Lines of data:
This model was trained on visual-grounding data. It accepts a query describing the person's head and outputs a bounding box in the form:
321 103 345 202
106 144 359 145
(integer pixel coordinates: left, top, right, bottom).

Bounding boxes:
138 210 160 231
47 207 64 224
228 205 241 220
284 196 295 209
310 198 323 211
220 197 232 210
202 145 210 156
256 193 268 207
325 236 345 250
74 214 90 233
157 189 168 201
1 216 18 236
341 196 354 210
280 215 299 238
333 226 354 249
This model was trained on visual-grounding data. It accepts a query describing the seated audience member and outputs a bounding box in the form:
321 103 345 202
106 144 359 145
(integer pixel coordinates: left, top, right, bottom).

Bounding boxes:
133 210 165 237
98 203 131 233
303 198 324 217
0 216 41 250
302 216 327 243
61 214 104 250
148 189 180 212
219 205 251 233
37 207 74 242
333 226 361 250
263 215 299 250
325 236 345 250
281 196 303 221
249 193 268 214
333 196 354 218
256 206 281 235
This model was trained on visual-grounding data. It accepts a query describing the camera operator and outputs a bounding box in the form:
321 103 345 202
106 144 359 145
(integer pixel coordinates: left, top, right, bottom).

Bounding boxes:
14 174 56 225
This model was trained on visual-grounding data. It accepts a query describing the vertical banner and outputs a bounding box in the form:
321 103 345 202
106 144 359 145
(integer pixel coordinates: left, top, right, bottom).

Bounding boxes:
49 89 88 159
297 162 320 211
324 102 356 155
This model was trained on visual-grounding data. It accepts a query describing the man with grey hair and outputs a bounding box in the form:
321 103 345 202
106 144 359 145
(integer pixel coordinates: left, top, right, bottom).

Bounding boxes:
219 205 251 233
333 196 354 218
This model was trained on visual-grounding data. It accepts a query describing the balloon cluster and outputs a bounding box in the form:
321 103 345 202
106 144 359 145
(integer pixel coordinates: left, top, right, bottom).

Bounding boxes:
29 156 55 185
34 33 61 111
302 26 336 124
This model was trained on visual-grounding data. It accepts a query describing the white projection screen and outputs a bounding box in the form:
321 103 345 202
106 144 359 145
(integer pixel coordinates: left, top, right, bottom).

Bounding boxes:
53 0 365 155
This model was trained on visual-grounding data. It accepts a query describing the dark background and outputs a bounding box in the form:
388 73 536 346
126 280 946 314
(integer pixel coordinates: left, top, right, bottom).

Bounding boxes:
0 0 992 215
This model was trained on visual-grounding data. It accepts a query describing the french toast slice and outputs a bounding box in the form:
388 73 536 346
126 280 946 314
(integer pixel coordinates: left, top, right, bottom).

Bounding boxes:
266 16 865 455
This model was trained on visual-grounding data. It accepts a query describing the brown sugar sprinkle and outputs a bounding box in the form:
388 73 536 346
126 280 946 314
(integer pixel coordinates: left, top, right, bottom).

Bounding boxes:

Goal: Turn every line of the material above into a numbered list, one line per item, and leave out the blank lines.

Finished task:
1. This model was trained on visual-grounding data. It accepts a query describing the person's head and outputs a bounding box in the form:
2. 321 103 345 202
3. 106 144 359 145
4. (integer pixel coordinates: left, top, right, bottom).
5. Bounding boxes:
6. 138 210 160 231
7. 47 207 64 224
8. 228 205 241 220
9. 284 196 295 209
10. 310 198 323 211
11. 220 197 232 210
12. 202 145 210 156
13. 256 193 268 207
14. 325 236 345 250
15. 74 214 90 233
16. 157 189 168 201
17. 1 216 18 236
18. 341 196 354 210
19. 280 215 299 238
20. 333 226 354 249
21. This model was trained on visual-grounding data. It accepts a query describing the seated audience member and outputs a bounding box in the form:
22. 321 103 345 202
23. 106 144 359 145
24. (integer pixel coordinates: left, top, right, bottom).
25. Bounding boxes:
26. 133 210 165 237
27. 98 203 131 233
28. 303 198 324 217
29. 0 216 41 250
30. 302 216 327 243
31. 61 214 104 250
32. 148 189 180 212
33. 219 205 251 233
34. 37 207 74 242
35. 333 226 361 250
36. 263 215 299 250
37. 325 236 345 250
38. 281 196 303 221
39. 249 193 268 214
40. 333 196 354 218
41. 256 206 281 235
42. This model was trained on visual-grounding data. It accepts a query describing the camera operator and outputs a bounding box in the form:
43. 321 103 345 202
44. 106 144 359 145
45. (integer pixel coordinates: left, top, right, bottom).
46. Bounding boxes:
47. 14 174 56 225
48. This model was trained on visual-grounding data. It accepts a query describing the vertical banner and outputs a bounding box in the form:
49. 321 103 345 202
50. 106 144 359 145
51. (integer pixel coordinates: left, top, right, bottom).
52. Bounding boxes:
53. 49 89 88 159
54. 297 162 320 211
55. 324 102 356 155
56. This model was trained on visual-grounding data. It accepts a query describing the man with grey hair and outputs a bounding box in the form:
57. 321 103 345 202
58. 106 144 359 145
59. (integer pixel coordinates: left, top, right, bottom).
60. Bounding boxes:
61. 219 205 251 233
62. 333 196 354 218
63. This model was trained on visual-grounding data. It accepts a query describing the balloon cluster and outputs a bounding box in the form:
64. 321 103 345 202
65. 106 144 359 145
66. (integer pixel coordinates: left, top, right, bottom).
67. Bounding boxes:
68. 29 156 55 185
69. 34 33 61 111
70. 302 26 336 124
71. This model was trained on visual-grounding data. It accepts a query describing the white projection screen and outputs a bounding box in the form:
72. 321 103 345 202
73. 106 144 359 145
74. (integer pixel coordinates: left, top, right, bottom).
75. Bounding boxes:
76. 53 0 365 155
77. This model was trained on visual-grounding data. It accepts a query describing the dark background and outputs a bounding box in the form:
78. 388 73 536 346
79. 126 280 946 314
80. (integer pixel coordinates: left, top, right, bottom).
81. Bounding boxes:
82. 0 0 992 215
83. This model was trained on visual-grounding data. It accepts a query describing the french toast slice and outputs a bounding box in the form:
84. 388 73 536 346
85. 126 280 946 314
86. (integer pixel coordinates: left, top, right, bottom).
87. Bounding boxes:
88. 266 16 865 455
89. This model was trained on visual-grounding data. It accepts a query describing the brown sugar sprinkle and outputs a bounding box in the form:
90. 388 73 536 346
91. 126 280 946 314
92. (integer pixel coordinates: left, top, right, bottom).
93. Bounding boxes:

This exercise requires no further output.